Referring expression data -
--------------------
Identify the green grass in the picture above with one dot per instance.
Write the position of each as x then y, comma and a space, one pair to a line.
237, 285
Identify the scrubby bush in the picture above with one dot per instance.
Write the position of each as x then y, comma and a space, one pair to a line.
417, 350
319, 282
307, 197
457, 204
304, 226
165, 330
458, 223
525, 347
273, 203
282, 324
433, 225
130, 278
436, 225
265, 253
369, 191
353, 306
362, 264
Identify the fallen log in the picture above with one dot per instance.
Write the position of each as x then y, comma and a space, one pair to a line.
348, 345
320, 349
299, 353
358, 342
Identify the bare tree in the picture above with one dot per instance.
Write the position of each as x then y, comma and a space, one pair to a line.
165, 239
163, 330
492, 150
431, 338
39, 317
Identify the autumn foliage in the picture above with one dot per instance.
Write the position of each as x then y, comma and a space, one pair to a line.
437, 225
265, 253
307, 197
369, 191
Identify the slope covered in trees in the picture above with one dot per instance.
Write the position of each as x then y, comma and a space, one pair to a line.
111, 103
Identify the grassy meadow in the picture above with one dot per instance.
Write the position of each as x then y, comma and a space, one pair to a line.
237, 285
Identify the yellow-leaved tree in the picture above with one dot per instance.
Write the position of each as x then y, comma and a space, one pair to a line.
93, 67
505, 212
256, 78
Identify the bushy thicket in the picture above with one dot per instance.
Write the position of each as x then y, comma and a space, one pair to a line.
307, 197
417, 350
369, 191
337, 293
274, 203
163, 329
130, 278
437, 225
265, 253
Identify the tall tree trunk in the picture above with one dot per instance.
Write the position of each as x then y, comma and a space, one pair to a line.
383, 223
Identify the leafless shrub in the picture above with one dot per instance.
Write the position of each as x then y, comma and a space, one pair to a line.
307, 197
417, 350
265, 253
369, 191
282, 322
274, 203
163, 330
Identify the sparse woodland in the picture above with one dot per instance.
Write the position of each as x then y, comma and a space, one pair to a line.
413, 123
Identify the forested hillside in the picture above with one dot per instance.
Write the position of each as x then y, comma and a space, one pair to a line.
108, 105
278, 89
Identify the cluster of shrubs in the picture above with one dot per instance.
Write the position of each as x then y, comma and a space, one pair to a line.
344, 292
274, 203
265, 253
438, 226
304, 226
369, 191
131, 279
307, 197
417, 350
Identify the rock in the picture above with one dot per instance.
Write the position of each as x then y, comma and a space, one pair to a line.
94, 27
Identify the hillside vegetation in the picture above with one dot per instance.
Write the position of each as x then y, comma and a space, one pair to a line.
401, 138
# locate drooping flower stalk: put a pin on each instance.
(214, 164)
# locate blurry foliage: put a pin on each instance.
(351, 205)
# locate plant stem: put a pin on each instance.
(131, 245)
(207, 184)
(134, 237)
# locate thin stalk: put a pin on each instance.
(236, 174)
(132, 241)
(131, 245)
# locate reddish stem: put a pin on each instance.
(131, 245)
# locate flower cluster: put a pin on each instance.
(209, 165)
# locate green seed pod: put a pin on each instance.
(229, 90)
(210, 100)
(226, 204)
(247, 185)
--------------------
Task directions - Copy out each line of the records where the word "hillside" appears.

Answer -
Identify the forested hillside in the picture above with one dot per instance.
Identify the hillside vegetation in the picture above with one dot per instance.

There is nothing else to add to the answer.